##### DATA SUPPLIED

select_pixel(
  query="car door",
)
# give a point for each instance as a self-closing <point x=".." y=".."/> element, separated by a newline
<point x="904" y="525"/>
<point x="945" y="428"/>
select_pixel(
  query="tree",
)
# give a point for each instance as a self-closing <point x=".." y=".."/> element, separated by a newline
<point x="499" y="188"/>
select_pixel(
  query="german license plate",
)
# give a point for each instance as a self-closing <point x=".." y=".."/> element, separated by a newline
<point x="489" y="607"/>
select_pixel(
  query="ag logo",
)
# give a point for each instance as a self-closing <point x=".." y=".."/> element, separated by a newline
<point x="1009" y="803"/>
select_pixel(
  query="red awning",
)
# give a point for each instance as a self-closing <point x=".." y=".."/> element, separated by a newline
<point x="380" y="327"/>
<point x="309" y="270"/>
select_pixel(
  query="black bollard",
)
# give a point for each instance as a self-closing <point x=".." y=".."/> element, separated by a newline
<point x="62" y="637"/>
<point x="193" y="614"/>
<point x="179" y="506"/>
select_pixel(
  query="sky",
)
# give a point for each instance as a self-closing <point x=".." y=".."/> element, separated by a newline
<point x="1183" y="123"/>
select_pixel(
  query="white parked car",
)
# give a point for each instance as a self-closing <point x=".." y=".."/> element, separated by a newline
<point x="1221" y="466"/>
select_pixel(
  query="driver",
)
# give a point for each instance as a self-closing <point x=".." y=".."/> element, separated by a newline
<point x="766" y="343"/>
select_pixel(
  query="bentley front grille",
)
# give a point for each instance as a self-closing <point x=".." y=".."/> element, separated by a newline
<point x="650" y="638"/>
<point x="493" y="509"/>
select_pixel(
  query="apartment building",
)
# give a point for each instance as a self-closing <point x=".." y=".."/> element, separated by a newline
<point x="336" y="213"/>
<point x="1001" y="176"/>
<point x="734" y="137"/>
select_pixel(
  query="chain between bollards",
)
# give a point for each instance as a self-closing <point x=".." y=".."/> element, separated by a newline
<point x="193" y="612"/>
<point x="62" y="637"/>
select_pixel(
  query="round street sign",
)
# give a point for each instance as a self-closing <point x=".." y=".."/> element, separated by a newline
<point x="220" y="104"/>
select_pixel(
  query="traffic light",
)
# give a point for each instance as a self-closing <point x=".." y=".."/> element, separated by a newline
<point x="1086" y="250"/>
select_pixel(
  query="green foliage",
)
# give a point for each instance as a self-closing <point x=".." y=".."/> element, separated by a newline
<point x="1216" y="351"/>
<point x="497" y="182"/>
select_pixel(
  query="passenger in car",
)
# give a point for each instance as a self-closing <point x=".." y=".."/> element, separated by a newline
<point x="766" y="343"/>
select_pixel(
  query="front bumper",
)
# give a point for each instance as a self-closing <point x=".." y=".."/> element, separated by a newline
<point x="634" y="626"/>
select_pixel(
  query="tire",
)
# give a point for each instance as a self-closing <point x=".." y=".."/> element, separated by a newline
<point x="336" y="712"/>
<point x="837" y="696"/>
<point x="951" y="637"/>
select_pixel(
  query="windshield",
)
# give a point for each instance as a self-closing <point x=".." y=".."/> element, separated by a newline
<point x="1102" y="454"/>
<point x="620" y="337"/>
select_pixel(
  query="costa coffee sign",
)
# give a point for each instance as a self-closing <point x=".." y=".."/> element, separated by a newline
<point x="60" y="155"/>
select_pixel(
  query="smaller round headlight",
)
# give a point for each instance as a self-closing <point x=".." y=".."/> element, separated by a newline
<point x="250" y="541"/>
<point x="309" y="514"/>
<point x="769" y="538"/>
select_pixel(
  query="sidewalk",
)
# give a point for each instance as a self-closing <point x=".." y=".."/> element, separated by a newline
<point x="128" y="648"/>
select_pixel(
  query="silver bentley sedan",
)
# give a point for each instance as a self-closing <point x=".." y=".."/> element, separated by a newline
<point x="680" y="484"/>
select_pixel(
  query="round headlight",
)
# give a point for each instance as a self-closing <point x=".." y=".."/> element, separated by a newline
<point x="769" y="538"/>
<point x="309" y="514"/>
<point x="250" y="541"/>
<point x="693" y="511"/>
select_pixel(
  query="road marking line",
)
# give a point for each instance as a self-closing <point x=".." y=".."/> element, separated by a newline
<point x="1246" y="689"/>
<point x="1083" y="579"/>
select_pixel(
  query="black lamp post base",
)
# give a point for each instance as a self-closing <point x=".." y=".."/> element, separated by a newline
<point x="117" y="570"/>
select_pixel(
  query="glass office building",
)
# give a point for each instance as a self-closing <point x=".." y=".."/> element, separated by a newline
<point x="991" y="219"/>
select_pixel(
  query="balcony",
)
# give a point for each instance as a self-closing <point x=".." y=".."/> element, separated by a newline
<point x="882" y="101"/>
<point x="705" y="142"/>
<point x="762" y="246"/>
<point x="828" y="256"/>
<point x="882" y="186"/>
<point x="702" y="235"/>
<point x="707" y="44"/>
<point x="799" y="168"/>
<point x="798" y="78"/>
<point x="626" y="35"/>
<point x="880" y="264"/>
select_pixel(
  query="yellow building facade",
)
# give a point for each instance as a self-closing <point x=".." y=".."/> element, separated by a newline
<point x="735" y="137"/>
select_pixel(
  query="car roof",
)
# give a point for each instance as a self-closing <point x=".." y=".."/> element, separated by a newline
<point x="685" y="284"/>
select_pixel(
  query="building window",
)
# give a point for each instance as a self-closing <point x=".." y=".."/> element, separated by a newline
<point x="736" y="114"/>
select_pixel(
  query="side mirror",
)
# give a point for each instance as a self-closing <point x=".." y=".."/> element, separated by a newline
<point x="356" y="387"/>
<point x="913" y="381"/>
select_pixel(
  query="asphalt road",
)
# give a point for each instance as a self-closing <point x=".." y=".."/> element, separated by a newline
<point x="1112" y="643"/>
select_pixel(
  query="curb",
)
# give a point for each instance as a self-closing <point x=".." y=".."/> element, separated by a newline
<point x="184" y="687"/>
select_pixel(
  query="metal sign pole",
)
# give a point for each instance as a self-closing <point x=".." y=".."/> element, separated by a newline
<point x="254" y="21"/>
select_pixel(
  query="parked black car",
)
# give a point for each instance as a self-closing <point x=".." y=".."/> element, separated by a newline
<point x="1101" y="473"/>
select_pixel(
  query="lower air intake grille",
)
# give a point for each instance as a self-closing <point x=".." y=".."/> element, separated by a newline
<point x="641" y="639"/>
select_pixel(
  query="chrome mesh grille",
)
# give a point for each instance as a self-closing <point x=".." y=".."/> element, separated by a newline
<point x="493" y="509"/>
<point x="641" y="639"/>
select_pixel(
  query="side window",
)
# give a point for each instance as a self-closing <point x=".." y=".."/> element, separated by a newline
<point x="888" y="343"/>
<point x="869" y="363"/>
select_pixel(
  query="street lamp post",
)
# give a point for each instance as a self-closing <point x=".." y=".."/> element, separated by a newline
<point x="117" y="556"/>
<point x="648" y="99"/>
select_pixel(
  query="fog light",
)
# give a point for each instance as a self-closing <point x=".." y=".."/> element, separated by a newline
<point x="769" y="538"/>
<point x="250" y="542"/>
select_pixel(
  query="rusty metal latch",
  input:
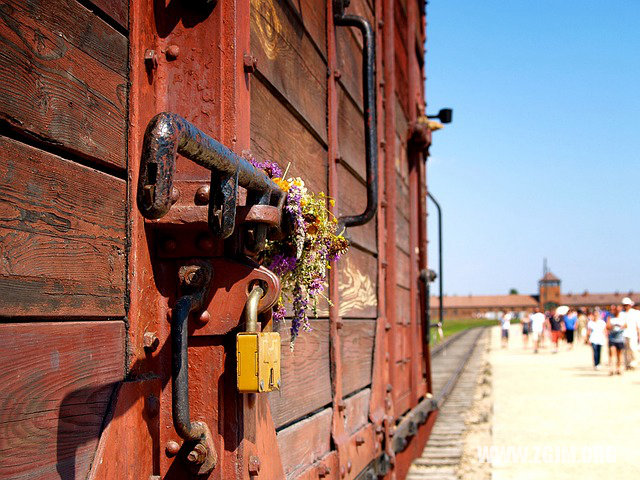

##########

◆ AIM OF THE TASK: What you return must be the entries above, exactly as they appear, without any pictures.

◆ OUTPUT BELOW:
select_pixel(
  query="car door",
)
# give a point for each instance as a self-closing <point x=".." y=".."/> element, separated by a newline
<point x="904" y="525"/>
<point x="945" y="428"/>
select_pixel(
  query="tree",
)
# give a point for each instance as a self-closing <point x=".." y=".."/> element, separated by a newline
<point x="499" y="188"/>
select_pixel(
  query="german license plate",
)
# give a point for each instance as a self-closing <point x=".." y=".."/> element, separated by a newline
<point x="489" y="607"/>
select_pixel(
  query="ag logo",
)
# give a point for each instance as a self-closing <point x=".." y=".."/> element, separated by a newline
<point x="1009" y="803"/>
select_pixel(
  query="red awning",
)
# give a point for each instance as a self-closing <point x=".." y=".."/> element, separated by a newline
<point x="380" y="327"/>
<point x="309" y="270"/>
select_pixel(
  query="black bollard",
)
# give a point for each instance as a self-closing <point x=".." y=".."/> element, separated by a newline
<point x="62" y="637"/>
<point x="193" y="614"/>
<point x="179" y="506"/>
select_pixel(
  query="sky",
)
# give a point for each instance as a self-closing <point x=".." y=".."/> element, separated by a newline
<point x="1183" y="123"/>
select_pixel(
  query="white parked car",
)
# give a point for each instance as a self-closing <point x=".." y=".."/> element, separated by a newline
<point x="1221" y="466"/>
select_pixel(
  query="driver",
)
# give a point for each instance as a self-closing <point x=".." y=".."/> element, separated by a newline
<point x="766" y="343"/>
select_pixel(
  query="bentley front grille",
)
# give a point for each instance as a self-closing <point x=".." y=".."/> element, separated by a newline
<point x="650" y="638"/>
<point x="493" y="509"/>
select_pixel(
  query="apartment building",
)
# give a point for each instance as a self-closing <point x=".." y=".."/> element, separated by a newline
<point x="336" y="213"/>
<point x="1001" y="176"/>
<point x="734" y="137"/>
select_pixel(
  query="chain between bollards",
)
# give a point for each instance as a self-closing <point x=".." y=".."/> element, separated by a newline
<point x="193" y="612"/>
<point x="62" y="637"/>
select_pixel(
  query="round street sign",
)
# give a point for each instance as a self-closing <point x=".." y=".."/> element, separated by a newline
<point x="220" y="104"/>
select_pixel(
  query="traffic light",
)
# give a point for each instance as a self-closing <point x=".." y=".."/> element, separated by a newline
<point x="1086" y="250"/>
select_pixel(
  query="green foliage",
)
# give a point for each instance as a self-closing <point x=".." y=".."/> element, separated by a newline
<point x="1216" y="351"/>
<point x="497" y="182"/>
select_pixel(
  query="passenger in car",
)
# give a point for each instance as a self-closing <point x=".." y=".."/> element, separated by a newline
<point x="766" y="343"/>
select_pixel(
  query="front bumper",
)
# give a point for each instance as a self-closing <point x=".." y=".."/> element, separated by a newline
<point x="634" y="626"/>
select_pixel(
  query="tire",
)
# give a point for each instance as a self-closing <point x=".." y=".."/> element, separated by a newline
<point x="336" y="712"/>
<point x="837" y="696"/>
<point x="951" y="637"/>
select_pixel(
  query="windshield",
)
# give a point for each instance as a self-closing <point x=".." y=".."/> element, separated by a newline
<point x="1102" y="454"/>
<point x="620" y="337"/>
select_pixel(
  query="costa coffee sign",
)
# give a point for each instance as a self-closing <point x=".." y=".."/> element, separated by a newline
<point x="60" y="155"/>
select_pixel(
  query="smaller round headlight",
)
# give a point for each instance as a self-closing <point x=".." y=".."/> element, separated by a newline
<point x="250" y="541"/>
<point x="309" y="514"/>
<point x="769" y="538"/>
select_pixel(
  query="sidewalk",
)
# give a point for each instance as a self-closing <point x=".." y=".."/> element, separated by a newline
<point x="128" y="648"/>
select_pixel(
  query="silver bentley sedan",
)
# give a point for each instance as a self-closing <point x=".." y=".."/> element, separated by a newline
<point x="680" y="484"/>
select_pixel(
  query="round headlight",
)
# give a point for each instance as a self-closing <point x=".." y=".."/> element, separated by a newline
<point x="769" y="538"/>
<point x="309" y="514"/>
<point x="250" y="541"/>
<point x="693" y="511"/>
select_pixel(
  query="road marking line",
)
# give a point for each instance as a self-closing <point x=".." y=".."/> element, separated by a newline
<point x="1246" y="689"/>
<point x="1083" y="579"/>
select_pixel(
  query="black lamp post base",
)
# give a point for each instance as a self-closing <point x=".." y=".."/> element, separated by a newline
<point x="117" y="570"/>
select_pixel(
  query="glass office building",
)
# give a point for each instance as a self-closing <point x=".." y=".."/> element, separated by a newline
<point x="991" y="219"/>
select_pixel(
  query="balcony",
)
# give a point for each instance as a self-closing <point x=".." y=".."/> element, separated by a newline
<point x="882" y="101"/>
<point x="705" y="142"/>
<point x="762" y="246"/>
<point x="828" y="256"/>
<point x="882" y="186"/>
<point x="702" y="235"/>
<point x="707" y="44"/>
<point x="799" y="168"/>
<point x="798" y="78"/>
<point x="626" y="35"/>
<point x="880" y="264"/>
select_pixel(
  query="yellow building facade",
)
# give a point for each instance as a self-closing <point x=".." y=".."/> element, separated by a newline
<point x="735" y="137"/>
select_pixel(
  query="car roof",
)
# give a point for each instance as a self-closing <point x=".." y=".."/> element, separated by a newline
<point x="685" y="284"/>
select_pixel(
  query="building window",
)
# give a point for each instance as a self-closing <point x=".." y=".."/> element, separated by a newline
<point x="736" y="114"/>
select_pixel(
  query="side mirror",
)
# give a point for each instance as a self-closing <point x=".." y=".."/> element, separated by a newline
<point x="356" y="387"/>
<point x="913" y="381"/>
select_pixel(
  query="asphalt road",
)
# give a point for each instance as a self-closing <point x=".." y=".."/> element, separated by a newline
<point x="1112" y="643"/>
select_pixel(
  query="curb",
)
# give a point for each instance as a self-closing <point x=".." y=".."/> element, separated by a newline
<point x="184" y="687"/>
select_pixel(
  query="metal sign pole",
)
# give a point for each instance as a self-closing <point x=".." y=".."/> element, separated by a newline
<point x="254" y="21"/>
select_pixel(
  query="parked black car",
)
# give a point for each instance as a self-closing <point x=".." y=".."/> element, separated by a newline
<point x="1101" y="473"/>
select_pixel(
  query="lower air intake grille",
)
# give a point for each instance as a self-closing <point x=".." y=".."/> element, separated by a newline
<point x="641" y="639"/>
select_pixel(
  query="chrome mesh grille",
)
# give a point for each instance as a self-closing <point x=".." y=".."/> element, separated by a newline
<point x="493" y="509"/>
<point x="641" y="639"/>
select_pixel(
  query="side window",
)
# give a point for each instance as a self-closing <point x=".." y=".."/> element, separated by a newline
<point x="888" y="343"/>
<point x="869" y="363"/>
select_pixel(
  query="street lamp post",
)
# give a point for each instance as a self-closing <point x=".." y=".."/> element, separated by a newline
<point x="117" y="556"/>
<point x="648" y="99"/>
select_pixel(
  query="fog light",
)
# give a point for each instance as a self-closing <point x=".." y=".."/> element, separated by a newline
<point x="769" y="538"/>
<point x="250" y="542"/>
select_pixel(
  query="rusty metal latch",
  input:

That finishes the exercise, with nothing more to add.